▸ PROBLEM DESCRIPTION: Would you retype every entry that follows without altering a word?
-------- DATA UNDER STUDY
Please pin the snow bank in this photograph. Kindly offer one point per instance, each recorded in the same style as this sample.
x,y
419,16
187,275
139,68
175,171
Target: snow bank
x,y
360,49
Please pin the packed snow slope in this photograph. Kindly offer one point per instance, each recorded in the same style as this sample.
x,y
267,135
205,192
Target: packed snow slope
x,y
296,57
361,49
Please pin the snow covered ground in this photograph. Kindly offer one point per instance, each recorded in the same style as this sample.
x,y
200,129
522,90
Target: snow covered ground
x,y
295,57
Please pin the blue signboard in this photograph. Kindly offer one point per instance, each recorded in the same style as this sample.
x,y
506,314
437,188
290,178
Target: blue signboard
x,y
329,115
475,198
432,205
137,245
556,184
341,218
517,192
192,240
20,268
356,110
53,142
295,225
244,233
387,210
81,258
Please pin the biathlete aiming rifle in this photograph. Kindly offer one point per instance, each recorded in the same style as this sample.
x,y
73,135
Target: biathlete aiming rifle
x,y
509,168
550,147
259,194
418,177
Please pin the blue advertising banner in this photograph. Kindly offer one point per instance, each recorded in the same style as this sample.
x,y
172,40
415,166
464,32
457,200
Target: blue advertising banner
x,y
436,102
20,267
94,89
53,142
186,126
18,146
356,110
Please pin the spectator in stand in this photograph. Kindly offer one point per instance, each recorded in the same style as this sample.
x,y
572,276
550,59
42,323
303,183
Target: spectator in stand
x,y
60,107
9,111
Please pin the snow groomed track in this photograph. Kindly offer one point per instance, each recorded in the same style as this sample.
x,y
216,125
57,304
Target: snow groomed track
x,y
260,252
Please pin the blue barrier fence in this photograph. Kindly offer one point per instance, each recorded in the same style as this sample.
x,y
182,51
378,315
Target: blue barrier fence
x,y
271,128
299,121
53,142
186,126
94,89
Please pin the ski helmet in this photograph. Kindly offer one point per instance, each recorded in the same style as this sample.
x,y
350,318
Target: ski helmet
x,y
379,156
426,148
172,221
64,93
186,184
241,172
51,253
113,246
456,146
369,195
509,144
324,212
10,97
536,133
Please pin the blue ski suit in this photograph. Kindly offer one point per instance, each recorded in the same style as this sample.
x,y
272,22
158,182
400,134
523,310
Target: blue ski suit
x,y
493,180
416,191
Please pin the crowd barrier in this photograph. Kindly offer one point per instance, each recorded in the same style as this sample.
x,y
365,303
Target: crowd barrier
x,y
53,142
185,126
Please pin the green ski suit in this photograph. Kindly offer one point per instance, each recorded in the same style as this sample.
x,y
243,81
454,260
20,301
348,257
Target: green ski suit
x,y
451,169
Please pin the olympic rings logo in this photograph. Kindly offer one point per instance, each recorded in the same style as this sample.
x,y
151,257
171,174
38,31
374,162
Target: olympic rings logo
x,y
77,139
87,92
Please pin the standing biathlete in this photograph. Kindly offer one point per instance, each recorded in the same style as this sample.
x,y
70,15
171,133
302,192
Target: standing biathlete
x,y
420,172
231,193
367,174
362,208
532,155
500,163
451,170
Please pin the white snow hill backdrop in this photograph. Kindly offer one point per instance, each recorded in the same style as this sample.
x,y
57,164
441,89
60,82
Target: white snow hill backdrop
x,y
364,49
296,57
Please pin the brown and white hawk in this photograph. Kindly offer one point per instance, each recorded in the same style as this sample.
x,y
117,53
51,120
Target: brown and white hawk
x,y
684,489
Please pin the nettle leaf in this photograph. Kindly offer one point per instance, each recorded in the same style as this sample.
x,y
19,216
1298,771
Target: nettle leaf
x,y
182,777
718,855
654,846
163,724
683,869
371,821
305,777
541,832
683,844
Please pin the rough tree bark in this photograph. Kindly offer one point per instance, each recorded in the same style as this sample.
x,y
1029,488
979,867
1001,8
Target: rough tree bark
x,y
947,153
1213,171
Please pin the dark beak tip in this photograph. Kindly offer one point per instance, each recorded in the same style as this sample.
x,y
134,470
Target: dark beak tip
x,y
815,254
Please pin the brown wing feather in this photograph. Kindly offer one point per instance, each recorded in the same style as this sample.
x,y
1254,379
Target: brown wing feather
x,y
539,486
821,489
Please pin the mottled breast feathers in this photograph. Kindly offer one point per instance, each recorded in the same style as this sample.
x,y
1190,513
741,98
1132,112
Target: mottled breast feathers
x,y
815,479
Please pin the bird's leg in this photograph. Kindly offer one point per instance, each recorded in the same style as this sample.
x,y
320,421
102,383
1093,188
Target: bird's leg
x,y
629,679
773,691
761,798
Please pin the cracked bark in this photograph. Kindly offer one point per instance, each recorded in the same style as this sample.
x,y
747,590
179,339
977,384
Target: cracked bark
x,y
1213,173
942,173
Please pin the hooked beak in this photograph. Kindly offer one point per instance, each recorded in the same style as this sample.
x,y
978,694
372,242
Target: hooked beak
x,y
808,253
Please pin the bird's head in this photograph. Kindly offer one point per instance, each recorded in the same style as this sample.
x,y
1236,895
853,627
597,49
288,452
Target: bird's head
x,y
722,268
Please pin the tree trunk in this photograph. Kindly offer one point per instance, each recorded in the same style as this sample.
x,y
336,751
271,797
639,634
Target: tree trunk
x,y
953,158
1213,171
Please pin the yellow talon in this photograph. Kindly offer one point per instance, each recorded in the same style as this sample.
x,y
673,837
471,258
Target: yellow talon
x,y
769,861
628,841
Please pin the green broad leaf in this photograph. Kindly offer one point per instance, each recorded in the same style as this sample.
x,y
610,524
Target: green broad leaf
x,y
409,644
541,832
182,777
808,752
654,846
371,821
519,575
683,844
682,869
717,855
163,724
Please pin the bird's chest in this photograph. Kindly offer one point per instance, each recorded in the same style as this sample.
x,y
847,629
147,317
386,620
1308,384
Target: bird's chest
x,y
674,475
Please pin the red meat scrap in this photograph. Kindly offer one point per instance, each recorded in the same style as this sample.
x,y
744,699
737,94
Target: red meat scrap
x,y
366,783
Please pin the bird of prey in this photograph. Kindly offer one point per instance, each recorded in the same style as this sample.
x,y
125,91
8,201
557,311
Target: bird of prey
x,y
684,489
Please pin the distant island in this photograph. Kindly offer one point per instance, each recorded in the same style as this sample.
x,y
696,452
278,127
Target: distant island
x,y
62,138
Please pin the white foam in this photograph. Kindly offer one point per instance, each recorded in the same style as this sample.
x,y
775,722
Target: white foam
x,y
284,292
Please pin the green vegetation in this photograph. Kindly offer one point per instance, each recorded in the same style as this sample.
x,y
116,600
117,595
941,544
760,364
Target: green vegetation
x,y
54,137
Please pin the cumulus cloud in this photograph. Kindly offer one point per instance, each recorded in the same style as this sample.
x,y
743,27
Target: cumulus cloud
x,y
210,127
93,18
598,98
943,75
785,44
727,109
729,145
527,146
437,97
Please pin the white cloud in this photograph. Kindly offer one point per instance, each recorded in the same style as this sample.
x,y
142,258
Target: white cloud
----------------
▸ SOLVED EXERCISE:
Please pin the snow bank in this photograph. Kindly offer one point per instance, each recorded in the same style as this sample.
x,y
419,16
187,275
139,68
175,171
Target: snow bank
x,y
360,49
Please pin the packed snow slope in this photograph. Kindly offer one point per instance, each recorded in the same style as this sample.
x,y
267,135
205,192
Target: packed snow slope
x,y
296,57
361,49
Please pin the snow covered ground in this photograph. Kindly offer one point per instance, each recorded in the same style as this sample.
x,y
200,129
522,90
Target: snow covered ground
x,y
295,57
Please pin the blue signboard in this photograph. Kindly offer one point per instance, each recorded in the same style as this sample.
x,y
506,314
437,188
290,178
Target: blue signboard
x,y
329,115
475,198
432,205
137,245
556,184
341,218
517,192
192,240
20,268
356,110
53,142
295,225
244,233
387,210
81,258
Please pin the biathlete aiming rifle in this photograph. Kindly offer one point per instance, each recorded in the same style as this sample.
x,y
73,135
Target: biathlete aiming rifle
x,y
509,168
550,147
259,194
418,177
Please pin the blue advertising banner in this photograph. Kindly offer one point per instance, each recorded in the same style as this sample.
x,y
172,40
415,166
464,32
457,200
Target: blue advertising banner
x,y
436,102
20,267
94,89
53,142
186,126
18,146
356,110
Please pin the spectator in stand in this photograph. Kindly offer one point per instance, each recorded in the same style as this sample.
x,y
572,276
550,59
42,323
303,183
Target: spectator in stand
x,y
60,107
9,111
Please pin the snow groomed track in this photograph. Kindly offer one point per instance, each recorded in the same style as this sample.
x,y
216,125
57,304
Target: snow groomed track
x,y
260,252
Please pin the blue barrier fence in this photograph. Kindly offer one point per instance, each recorded in the same style as this sample.
x,y
182,51
378,315
Target: blue barrier fence
x,y
271,128
299,121
53,142
186,126
94,89
Please pin the ski helmet in this photograph. Kindly offer one point per instance, each recorded in the same style as this sample.
x,y
350,318
Target: ski helmet
x,y
379,156
426,148
172,221
64,93
186,184
241,172
51,253
113,246
456,146
369,195
509,144
324,212
10,97
536,133
Please pin the blue ski suit in this photograph. Kindly offer one point per instance, each recorded in the same style as this sample.
x,y
272,22
158,182
400,134
523,310
Target: blue ski suit
x,y
493,180
416,191
Please pin the crowd barrier in this photograph. Kindly offer one point per instance, each recorded in the same style as this sample.
x,y
365,303
Target: crowd barrier
x,y
53,142
185,126
Please pin the green ski suit in this photograph. Kindly offer one point per instance, each recorded in the same style as this sample.
x,y
243,81
454,260
20,301
348,257
Target: green ski suit
x,y
451,169
Please pin the olympic rings logo in this photograph. Kindly offer one point per instance, each recorded in the same style as this sample.
x,y
151,257
171,174
38,31
374,162
Target: olympic rings logo
x,y
77,139
87,92
Please pin the standing biathlete in this photograph. Kindly offer one point per instance, each recorded in the same style as this sample.
x,y
70,15
171,133
302,192
Target: standing biathlete
x,y
420,172
231,193
367,174
362,208
532,155
500,163
451,170
Please pin the white snow hill backdrop in this photograph. Kindly offer one point per instance, each recorded in the same style as this sample.
x,y
57,164
441,89
60,82
Target: white snow hill backdrop
x,y
364,49
296,57
Please pin the brown and white hawk in this photograph. Kindly offer one point per instance, each recorded in the same style as this sample.
x,y
117,53
51,120
Target: brown and white hawk
x,y
684,489
Please pin the nettle leaf in this photograph. Kindly offer one point per instance, each recorded in the same style as this sample.
x,y
19,216
1298,771
Target: nettle leaf
x,y
182,777
718,855
654,846
163,724
683,869
371,821
305,777
541,832
683,844
Please pin the rough tree bark in this photograph. Kindly offer one point per instance, each recorded in the same style as this sample.
x,y
1029,488
979,867
1001,8
Target: rough tree bark
x,y
947,153
1213,171
Please pin the dark beak tip in this photograph. Kindly offer one point per instance, each recorded in the same style as this sample.
x,y
134,470
Target: dark beak tip
x,y
815,254
Please pin the brown wing feather in this photograph. Kindly offer one point per instance, each recorded in the same style as this sample.
x,y
1254,379
Target: brown wing feather
x,y
539,486
821,489
Please pin the mottled breast feathers in this photograph. Kindly offer one point per instance, each recorded in the same style as this sample.
x,y
1190,513
741,98
1132,112
Target: mottled breast feathers
x,y
815,479
Please pin the bird's leg in this photograph. Kindly offer one point per instance, each recorded in the same style as this sample.
x,y
320,421
102,383
1093,188
Target: bird's leg
x,y
629,679
773,691
761,798
Please pin the cracked bark in this photograph. Kindly offer one point per instance, each recorded in the same style as this sample.
x,y
747,590
179,339
977,384
Target: cracked bark
x,y
1213,173
942,173
Please pin the hooked beak in this photograph. Kindly offer one point per instance, each recorded in the same style as this sample.
x,y
978,694
372,242
Target: hooked beak
x,y
808,253
Please pin the bird's head in this photograph. Kindly offer one point per instance, each recorded in the same style as this sample.
x,y
1236,895
853,627
597,49
288,452
Target: bird's head
x,y
722,268
Please pin the tree trunk in this photograph. Kindly offer one point per instance, each recorded in the same style as this sample.
x,y
336,751
271,797
639,634
Target: tree trunk
x,y
953,158
1213,171
Please pin the yellow talon in this photograph. Kindly offer one point per instance, each recorded in the same style as this sample.
x,y
673,837
471,258
Target: yellow talon
x,y
769,861
628,841
Please pin the green broad leaf in this photograph. Kindly offer one point per instance, each recorded in the same style as this sample.
x,y
610,524
Target: green broad leaf
x,y
409,644
541,832
182,777
808,752
654,846
371,821
519,575
683,844
682,869
717,855
163,724
Please pin the bird's chest in this photograph. Kindly offer one point per instance, each recorded in the same style as this sample.
x,y
847,629
147,317
386,620
1308,384
Target: bird's chest
x,y
674,475
Please pin the red meat scrap in this photograph. Kindly offer one point per instance, each recorded in the same style as this sample.
x,y
744,699
737,94
Target: red meat scrap
x,y
366,783
Please pin the bird of prey in this photograph. Kindly offer one point per instance, each recorded in the same style as this sample.
x,y
125,91
8,201
557,311
Target: bird of prey
x,y
684,489
Please pin the distant island in this photograph. Kindly offer one point per instance, each recorded in the same style as this sample.
x,y
696,452
278,127
Target: distant island
x,y
62,138
Please pin the white foam in this photograph. Kindly offer one point per instance, each recorded in the same style as this sample.
x,y
775,722
Target: white foam
x,y
284,292
Please pin the green vegetation in this photograph. Kindly offer one point per instance, each recorded in the same style as this sample.
x,y
116,600
117,595
941,544
760,364
Target: green vegetation
x,y
54,137
Please pin the cumulus cloud in this photograph. Kindly offer one point per instance, each recorded in the same style as this sample.
x,y
743,27
Target: cumulus cloud
x,y
210,127
93,18
598,98
943,75
785,44
727,109
729,145
527,146
437,97
Please pin the white cloud in this photograph. Kindly offer one point per instance, each recorded in the same style as this sample.
x,y
142,258
Target: white cloud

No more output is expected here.